### Vorliegender Text
Atomkraft rentiert sich nicht: Von 3,3 mit 5 Jahren Verzögerung auf 8,5 Mrd. Euro

Das französische Flamanville-3-AKW ist neben dem finnischen Projekt Olkiluoto-3 das „Vorzeigeprojekt“ für den Europäischen Druckwasserreaktor EPR des französischen Reaktorbauers Areva, das von Anbeginn an in massive technische und finanzielle Schwierigkeiten geriet (vor Monatsfrist hatte Areva einen Jahresverlust von nahezu fünf Milliarden Euro kommuniziert)– und jetzt trotzdem für das britische Atom-Projekt Hinkley Point C vorgesehen ist. Der französische Reaktor sollte 2012 zum Preis von 3,3 Milliarden Euro fertig gestellt werden – derzeit wird jedoch schon mit einer Verzögerung von 5 Jahren und einer Kostenüberschreitung von 5,2 Milliarden auf insgesamt 8,5 Milliarden Euro gerechnet. Eine Vielzahl von Baumängeln wurden am Projekt festgestellt: So hatten tragende Betonpfeiler Löcher, die Wände des Abklingbeckens für die Brennelemente waren fehlerhaft, mindestens ein Viertel der Verbindungen der Stahlauskleidung des äußeren Containments entsprach nicht dem vorgeschriebenen Standard und Risse im Beton-Fundament der Anlage führten zu einem mehrmonatigen Baustopp.

### Bereitgestellte Daten
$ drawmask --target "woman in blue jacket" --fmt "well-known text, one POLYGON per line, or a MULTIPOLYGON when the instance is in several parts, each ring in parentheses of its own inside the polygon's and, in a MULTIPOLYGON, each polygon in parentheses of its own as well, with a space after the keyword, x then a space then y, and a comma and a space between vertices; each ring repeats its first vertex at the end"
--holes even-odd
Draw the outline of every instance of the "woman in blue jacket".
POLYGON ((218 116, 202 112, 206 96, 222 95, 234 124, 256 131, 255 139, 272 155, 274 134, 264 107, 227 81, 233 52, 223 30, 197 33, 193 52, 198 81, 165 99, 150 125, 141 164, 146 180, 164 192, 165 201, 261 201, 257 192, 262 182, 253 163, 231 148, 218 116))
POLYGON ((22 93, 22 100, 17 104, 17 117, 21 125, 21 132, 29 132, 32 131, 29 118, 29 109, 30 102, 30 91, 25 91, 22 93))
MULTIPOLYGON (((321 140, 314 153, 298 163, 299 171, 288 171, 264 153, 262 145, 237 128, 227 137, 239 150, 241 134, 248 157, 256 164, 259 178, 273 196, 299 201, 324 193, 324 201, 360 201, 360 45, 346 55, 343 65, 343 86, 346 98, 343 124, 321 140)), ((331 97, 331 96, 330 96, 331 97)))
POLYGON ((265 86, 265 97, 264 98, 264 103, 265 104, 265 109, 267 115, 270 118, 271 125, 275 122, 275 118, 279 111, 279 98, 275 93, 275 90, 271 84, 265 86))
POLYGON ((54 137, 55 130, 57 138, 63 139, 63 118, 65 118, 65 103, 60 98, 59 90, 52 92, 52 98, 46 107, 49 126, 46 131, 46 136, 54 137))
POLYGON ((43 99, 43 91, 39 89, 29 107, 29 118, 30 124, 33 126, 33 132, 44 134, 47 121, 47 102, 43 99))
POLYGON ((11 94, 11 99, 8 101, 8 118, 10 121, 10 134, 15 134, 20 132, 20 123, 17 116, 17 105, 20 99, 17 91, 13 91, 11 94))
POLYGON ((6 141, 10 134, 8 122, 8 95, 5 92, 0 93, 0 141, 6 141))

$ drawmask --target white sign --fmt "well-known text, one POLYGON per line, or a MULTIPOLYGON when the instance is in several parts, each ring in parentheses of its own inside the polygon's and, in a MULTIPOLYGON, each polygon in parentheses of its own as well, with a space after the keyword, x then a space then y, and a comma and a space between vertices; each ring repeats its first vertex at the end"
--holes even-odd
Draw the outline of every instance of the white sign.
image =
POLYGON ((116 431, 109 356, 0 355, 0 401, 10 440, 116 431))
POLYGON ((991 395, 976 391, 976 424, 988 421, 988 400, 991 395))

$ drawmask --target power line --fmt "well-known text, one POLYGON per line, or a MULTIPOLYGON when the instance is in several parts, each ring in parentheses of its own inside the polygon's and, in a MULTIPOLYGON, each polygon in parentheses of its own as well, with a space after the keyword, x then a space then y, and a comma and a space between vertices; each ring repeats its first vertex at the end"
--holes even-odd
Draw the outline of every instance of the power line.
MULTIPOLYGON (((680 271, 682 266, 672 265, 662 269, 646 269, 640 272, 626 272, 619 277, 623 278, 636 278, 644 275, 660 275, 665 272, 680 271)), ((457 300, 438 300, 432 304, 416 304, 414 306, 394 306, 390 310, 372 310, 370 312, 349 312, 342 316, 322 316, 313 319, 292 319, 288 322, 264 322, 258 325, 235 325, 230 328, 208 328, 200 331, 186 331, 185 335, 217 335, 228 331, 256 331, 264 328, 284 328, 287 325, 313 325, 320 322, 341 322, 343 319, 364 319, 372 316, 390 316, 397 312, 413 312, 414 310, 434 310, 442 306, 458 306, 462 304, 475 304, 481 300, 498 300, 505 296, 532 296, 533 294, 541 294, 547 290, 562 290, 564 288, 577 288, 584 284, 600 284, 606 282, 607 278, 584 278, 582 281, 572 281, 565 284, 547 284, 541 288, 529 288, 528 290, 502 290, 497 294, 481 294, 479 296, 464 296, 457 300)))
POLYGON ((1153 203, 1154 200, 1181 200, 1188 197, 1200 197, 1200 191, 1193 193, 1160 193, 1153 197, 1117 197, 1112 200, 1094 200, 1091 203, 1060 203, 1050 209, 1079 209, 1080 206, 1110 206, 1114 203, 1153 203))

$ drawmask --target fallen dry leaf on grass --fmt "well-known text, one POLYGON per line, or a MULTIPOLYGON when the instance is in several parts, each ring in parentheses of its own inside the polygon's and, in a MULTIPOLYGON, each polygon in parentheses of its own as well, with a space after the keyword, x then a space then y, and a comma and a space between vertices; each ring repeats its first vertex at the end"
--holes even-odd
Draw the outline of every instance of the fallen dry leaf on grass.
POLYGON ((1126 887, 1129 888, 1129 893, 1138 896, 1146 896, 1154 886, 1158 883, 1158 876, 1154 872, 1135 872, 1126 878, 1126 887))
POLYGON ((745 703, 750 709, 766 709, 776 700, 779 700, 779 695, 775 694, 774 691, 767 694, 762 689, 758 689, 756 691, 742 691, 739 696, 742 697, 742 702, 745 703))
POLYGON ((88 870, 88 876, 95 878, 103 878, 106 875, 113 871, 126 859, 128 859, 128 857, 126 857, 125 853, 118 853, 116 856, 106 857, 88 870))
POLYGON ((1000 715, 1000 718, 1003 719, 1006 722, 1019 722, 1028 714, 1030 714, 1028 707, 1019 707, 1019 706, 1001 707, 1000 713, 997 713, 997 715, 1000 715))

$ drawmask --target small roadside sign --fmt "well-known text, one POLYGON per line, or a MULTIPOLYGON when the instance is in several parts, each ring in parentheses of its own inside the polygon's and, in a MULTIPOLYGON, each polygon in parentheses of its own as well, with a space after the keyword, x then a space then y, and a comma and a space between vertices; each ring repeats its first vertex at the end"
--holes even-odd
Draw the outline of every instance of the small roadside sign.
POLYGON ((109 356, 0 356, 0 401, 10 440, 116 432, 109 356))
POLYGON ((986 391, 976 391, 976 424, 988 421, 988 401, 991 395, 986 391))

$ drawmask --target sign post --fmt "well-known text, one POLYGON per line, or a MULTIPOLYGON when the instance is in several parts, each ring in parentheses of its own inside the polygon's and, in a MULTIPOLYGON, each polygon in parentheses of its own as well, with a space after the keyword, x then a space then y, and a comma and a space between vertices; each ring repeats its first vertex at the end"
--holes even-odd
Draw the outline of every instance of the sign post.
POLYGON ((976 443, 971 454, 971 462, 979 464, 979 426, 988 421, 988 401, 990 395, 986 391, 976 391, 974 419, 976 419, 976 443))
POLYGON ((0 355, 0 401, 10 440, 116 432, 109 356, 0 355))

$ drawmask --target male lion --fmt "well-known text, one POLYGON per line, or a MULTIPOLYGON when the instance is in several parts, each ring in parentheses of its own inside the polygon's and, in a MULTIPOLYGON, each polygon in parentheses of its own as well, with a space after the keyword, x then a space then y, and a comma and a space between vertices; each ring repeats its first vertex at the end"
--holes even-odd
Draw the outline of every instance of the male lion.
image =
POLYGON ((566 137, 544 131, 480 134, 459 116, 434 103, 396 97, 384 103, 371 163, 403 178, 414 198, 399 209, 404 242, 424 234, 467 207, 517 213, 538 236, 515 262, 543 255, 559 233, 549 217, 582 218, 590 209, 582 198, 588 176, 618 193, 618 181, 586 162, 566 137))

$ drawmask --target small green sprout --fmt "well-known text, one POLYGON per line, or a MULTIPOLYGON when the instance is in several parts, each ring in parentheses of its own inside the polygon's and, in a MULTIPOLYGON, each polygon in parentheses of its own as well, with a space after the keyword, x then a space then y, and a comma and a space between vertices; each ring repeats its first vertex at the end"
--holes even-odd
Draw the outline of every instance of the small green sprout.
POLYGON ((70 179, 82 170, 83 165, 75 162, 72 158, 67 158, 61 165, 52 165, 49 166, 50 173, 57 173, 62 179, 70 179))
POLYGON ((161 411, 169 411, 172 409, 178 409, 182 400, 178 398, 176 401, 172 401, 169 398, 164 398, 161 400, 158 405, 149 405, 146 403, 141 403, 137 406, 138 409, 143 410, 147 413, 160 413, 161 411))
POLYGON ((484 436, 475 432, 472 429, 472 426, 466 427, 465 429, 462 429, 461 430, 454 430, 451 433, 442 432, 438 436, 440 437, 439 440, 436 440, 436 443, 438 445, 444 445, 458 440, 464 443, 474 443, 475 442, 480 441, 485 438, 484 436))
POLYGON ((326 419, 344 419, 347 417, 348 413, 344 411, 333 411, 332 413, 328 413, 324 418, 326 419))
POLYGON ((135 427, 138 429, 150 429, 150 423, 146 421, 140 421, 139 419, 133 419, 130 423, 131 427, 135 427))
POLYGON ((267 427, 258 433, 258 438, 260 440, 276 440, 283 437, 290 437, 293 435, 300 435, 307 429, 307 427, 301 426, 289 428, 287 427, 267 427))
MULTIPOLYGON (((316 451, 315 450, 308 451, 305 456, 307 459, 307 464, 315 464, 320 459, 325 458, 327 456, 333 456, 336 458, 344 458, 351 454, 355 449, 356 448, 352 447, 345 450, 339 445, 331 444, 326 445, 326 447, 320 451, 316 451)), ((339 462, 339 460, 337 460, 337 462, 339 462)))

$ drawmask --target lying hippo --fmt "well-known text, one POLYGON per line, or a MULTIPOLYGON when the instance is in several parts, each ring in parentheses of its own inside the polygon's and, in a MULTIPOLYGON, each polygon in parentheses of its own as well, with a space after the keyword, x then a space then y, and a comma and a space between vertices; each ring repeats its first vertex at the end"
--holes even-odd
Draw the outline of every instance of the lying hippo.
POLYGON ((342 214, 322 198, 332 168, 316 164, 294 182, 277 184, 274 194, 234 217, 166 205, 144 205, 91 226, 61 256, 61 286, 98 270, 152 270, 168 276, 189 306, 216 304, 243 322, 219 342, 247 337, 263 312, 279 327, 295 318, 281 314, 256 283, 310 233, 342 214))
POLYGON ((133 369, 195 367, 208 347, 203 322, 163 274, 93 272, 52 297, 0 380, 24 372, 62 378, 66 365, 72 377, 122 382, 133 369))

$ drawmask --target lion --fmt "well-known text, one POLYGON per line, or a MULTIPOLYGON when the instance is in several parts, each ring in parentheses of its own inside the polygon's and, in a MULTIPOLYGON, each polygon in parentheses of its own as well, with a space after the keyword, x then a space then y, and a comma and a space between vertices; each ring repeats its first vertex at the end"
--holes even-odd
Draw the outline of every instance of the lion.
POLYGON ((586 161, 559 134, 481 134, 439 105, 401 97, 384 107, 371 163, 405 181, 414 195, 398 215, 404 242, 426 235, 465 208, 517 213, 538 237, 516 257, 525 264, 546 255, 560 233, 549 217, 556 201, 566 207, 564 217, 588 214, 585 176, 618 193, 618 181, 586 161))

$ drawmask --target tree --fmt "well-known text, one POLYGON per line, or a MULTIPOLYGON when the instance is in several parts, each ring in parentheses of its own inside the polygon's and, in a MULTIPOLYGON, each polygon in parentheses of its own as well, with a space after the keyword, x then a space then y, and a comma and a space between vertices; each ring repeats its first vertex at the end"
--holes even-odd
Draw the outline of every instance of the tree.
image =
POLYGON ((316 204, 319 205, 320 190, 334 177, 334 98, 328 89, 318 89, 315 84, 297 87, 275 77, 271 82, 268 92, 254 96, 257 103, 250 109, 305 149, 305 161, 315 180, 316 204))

### Ziel der Übung
Was führte laut dem Text über das Kraftwerk Flamanville 3 zu einem Baustopp von mehreren Monaten?

### Lösung
Risse im Beton-Fundament der Anlage.